▶ **Text shown**
:::::

Research shows (research here) that we must be tested on what we read rather than just studying it for greater retention.
The issue is that writing tests for yourself from what you’ve just read is laborious at best and non-existent at worst.
Now, thanks to our mate Chat-GPT, we can resolve this problem for any book in PDF format—here’s how.
Open ChatGPT (Get the premium version if you want to talk with it)
Select “Attach File”
Upload any PDF you are working with (I recently downloaded this book if you want to test this in real-time)
Use this prompt once the book is uploaded
“Could you create a test for me and just ask me questions so I can see if I've learned the material properly? I've been reading the first 50 to 70 pages. Could you create a small test to see if I've nailed what's been learned or shared in the book so far, and see if my answers are correct in my understanding?”
Here is an example of what you’ll get:
This micro-testing is a tool for increasing retention, improving understanding, and ultimately learning more from what you read.

:::::

▶ **Study material**

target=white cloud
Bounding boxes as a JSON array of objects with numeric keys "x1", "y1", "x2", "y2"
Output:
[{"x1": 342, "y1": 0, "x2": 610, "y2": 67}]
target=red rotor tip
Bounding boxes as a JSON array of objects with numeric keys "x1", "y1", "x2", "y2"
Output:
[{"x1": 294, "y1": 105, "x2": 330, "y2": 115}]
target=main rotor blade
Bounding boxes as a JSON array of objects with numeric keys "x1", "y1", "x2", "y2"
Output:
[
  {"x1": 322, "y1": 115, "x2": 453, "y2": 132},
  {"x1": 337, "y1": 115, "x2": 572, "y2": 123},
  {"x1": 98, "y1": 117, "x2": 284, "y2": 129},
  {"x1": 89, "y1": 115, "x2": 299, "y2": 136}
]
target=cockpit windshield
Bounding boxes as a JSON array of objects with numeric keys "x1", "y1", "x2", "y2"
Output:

:::::

▶ **Task item**
In the text on testing yourself from a PDF, can you update the part that opens with "Upload any PDF" and closes with "what you read." by putting "self-quizzing" in place of "micro-testing"?

▶ **Output**
Upload any PDF you are working with (I recently downloaded this book if you want to test this in real-time)
Use this prompt once the book is uploaded
“Could you create a test for me and just ask me questions so I can see if I've learned the material properly? I've been reading the first 50 to 70 pages. Could you create a small test to see if I've nailed what's been learned or shared in the book so far, and see if my answers are correct in my understanding?”
Here is an example of what you’ll get:
This self-quizzing is a tool for increasing retention, improving understanding, and ultimately learning more from what you read.